[Image object location entries]
*****

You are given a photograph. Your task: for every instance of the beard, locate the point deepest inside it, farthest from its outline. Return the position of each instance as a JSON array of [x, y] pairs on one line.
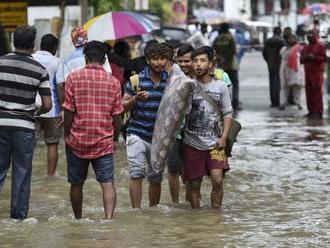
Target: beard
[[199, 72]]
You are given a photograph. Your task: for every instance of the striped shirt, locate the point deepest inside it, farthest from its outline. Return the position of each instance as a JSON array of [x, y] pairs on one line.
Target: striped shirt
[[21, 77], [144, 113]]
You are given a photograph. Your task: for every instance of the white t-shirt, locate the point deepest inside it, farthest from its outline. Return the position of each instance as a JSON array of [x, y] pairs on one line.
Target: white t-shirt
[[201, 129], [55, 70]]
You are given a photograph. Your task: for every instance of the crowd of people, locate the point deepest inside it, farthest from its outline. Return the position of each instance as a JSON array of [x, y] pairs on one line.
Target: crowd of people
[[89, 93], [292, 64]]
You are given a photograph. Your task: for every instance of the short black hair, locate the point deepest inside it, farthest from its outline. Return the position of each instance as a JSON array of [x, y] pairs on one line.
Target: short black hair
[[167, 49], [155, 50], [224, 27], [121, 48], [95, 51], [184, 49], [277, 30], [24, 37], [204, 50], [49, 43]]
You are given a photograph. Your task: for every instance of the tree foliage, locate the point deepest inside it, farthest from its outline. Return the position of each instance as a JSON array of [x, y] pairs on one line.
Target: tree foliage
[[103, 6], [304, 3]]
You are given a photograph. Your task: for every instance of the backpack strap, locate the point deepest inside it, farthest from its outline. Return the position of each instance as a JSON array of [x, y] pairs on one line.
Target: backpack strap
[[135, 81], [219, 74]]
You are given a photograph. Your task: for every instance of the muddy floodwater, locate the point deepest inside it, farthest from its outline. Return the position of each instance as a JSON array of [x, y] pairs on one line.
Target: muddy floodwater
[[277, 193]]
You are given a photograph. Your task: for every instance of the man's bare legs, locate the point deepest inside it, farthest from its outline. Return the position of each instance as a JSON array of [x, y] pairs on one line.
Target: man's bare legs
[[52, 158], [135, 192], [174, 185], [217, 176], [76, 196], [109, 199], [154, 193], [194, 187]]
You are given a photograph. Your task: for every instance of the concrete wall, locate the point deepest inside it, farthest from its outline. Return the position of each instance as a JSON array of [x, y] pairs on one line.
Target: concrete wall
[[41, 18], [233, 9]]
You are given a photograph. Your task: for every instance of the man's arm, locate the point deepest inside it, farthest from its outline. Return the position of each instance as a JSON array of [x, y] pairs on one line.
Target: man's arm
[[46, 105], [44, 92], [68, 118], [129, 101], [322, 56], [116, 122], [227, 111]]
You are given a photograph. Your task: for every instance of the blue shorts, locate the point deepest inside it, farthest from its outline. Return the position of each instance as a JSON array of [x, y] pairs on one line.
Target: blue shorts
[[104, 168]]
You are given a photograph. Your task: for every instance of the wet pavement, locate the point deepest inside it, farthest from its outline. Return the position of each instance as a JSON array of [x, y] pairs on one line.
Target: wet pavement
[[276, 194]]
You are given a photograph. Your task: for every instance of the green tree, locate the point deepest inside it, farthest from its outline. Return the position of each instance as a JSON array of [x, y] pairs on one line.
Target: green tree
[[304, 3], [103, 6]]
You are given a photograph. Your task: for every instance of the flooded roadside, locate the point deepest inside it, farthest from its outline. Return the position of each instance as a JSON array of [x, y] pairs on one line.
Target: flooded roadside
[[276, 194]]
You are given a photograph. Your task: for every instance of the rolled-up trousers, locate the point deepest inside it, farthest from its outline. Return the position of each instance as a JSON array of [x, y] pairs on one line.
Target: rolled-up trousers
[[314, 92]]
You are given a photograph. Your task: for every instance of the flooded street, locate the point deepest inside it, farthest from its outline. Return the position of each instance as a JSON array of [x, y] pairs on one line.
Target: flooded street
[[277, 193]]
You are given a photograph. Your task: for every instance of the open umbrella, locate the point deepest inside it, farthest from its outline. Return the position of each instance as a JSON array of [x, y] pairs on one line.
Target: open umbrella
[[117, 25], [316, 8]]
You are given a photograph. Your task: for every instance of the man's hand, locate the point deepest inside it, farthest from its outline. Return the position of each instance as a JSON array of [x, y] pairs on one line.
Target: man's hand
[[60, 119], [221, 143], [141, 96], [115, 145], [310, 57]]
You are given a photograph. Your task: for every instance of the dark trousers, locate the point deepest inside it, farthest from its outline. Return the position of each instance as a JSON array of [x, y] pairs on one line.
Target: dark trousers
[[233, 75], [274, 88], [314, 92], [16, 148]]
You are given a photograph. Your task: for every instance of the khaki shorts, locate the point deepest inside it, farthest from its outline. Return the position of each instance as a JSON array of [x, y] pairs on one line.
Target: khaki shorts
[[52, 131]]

*****

> [TO DO]
Give the entries again without a single change, but with no pictures.

> [CORRECT ANSWER]
You are given a photograph. Your task: for every instance of the beard, locate the point deepest inside it, farthest from its outline. Return the position of each instance as a JSON array of [x, y] pairs on one line.
Target: beard
[[199, 72]]
You are given a photograph. Your task: for every instance of the striped shirt, locate the point deepest inside it, farthest from its outline. Return the position of each instance as a JSON array of [x, y] pairs on one line.
Target: striped shirt
[[21, 77], [144, 113]]
You are given a photograph. Your task: for every instance of the white t-shirt, locate the point deepest inside it, farthest from its outline. Return the position of each instance as a JSON array of [x, y] pairs on one line.
Target: white t-shirt
[[201, 129], [55, 70]]
You are given a photograph. Your task: for every instance of the crowd of people, locate the point deepest inside it, farthest from its outline. Return the position of each instance as a JSON array of [x, y] pairs on one line.
Target: crowd of people
[[89, 93], [292, 64]]
You are given a photograph. Your task: for every instance of the short black hair, locate the point deepest inside it, farthest from its outline. Return the position of each instance as a JSON array of [x, y] pairs on one line.
Target: short black hair
[[167, 49], [155, 50], [224, 27], [121, 48], [95, 51], [184, 49], [277, 30], [24, 37], [204, 50], [49, 43]]
You are given a photograph. Your task: for every instance of the tree foliage, locate the point deepest inside it, farthest from its outline. Return the position of each instance as a JSON array of [x, y] pairs on one line.
Target: tree foliage
[[103, 6], [304, 3]]
You are given a photograph. Your task: for every instance of the backpack strap, locate the point deepest inside it, farthest from its outline. Return the position of each instance as a JSON array of [x, y] pairs on one line.
Target: backpack strap
[[135, 81], [219, 74]]
You are given a photograph. Your task: for every instance of the muddy floodwater, locate the point deepest inside it, farthest from its outline. Return the position of each instance as a JSON array of [x, y] pairs on one line.
Target: muddy floodwater
[[277, 193]]
You are given a photograph. Your task: for every instance of the man's bare legs, locate the point deepest inside it, farthest from its outline. Return the position of each instance as a JSON array of [x, y] pairs on one line.
Target: man's bare legs
[[52, 158], [135, 192], [174, 185], [217, 176], [76, 196], [109, 199], [154, 193], [194, 187]]
You are given a photograph. Your task: for every instance of the concrete wall, locate the point deepest inside it, farthest from its outline. Return the position of each instance as a JSON array of [x, y] pairs on one line.
Target: concrete wall
[[41, 18], [233, 9]]
You are given a photograph. Your task: for every instance of the man's arm, locate the point deepest inside it, farthest from its outline. Return the position of each instance as a JSON array of [x, y] pairs on one line.
Target: man's arm
[[46, 105], [44, 92], [68, 118], [129, 101], [322, 56], [116, 122], [227, 111]]
You are given a photograph. Your task: for every instance of the blue shorts, locate the point deepest inside it, farthest from its outline. Return the position of each instance as a JSON array of [x, y] pairs on one line.
Target: blue shorts
[[104, 168]]
You are given a photograph. Your task: for every instance of the wet pavement, locate the point deepest inside it, farthest from its outline. Return the position of each instance as a JSON array of [x, y] pairs on one line.
Target: wet pavement
[[276, 194]]
You are given a photograph. Your task: for every instance of the green tree, locate the point deepest inside it, farthest from its outline. Return the position of each instance as a JSON array of [x, y] pairs on one line.
Target: green tree
[[304, 3], [103, 6]]
You are given a photograph. Your task: for every instance of the flooded roadside, locate the point deepest inside it, farthest from its outline. Return the position of each instance as a JSON array of [x, y] pairs on one line.
Target: flooded roadside
[[276, 194]]
You are given a photograph. Your task: for every instance of the rolled-up trousers, locate the point deepest inside it, farthest from its outline. Return the position of each instance as a JSON array of [x, y] pairs on one line.
Target: rolled-up trousers
[[314, 92]]
You are given a photograph. Your task: for every instance of the flooded street, locate the point deepest inside it, farthest from its outline. Return the position of each instance as a JSON array of [x, y] pairs on one line.
Target: flooded street
[[277, 193]]
You are given a photograph. Your task: for every instance of the open umbrella, locate the point deepest inside it, farthest from its outline. Return the position of each instance as a JSON array of [x, y] pairs on one line.
Target: open umbrella
[[117, 25], [316, 8]]
You are given a photograph. Your task: for every instance of the man's hand, locate the point deepest inside it, farthest from its outline. Return the position of each instance as a JSON array of [x, y] pairs on one line.
Target: man's hand
[[60, 119], [221, 143], [141, 96], [115, 145], [310, 57]]
You are given a photograph. Your task: for every instance of the dark trousers, locate the point deepest inside it, farthest from its outline. Return the position of each instance as a JSON array of [x, y] pairs on one line.
Target: dark trousers
[[233, 75], [274, 88], [314, 92], [16, 148]]
You are given a photograph. Your task: for every instance of the khaki shorts, locate the point deepest inside it, farthest from its outline. Return the position of each instance as a JSON array of [x, y] pairs on one line.
Target: khaki shorts
[[52, 131]]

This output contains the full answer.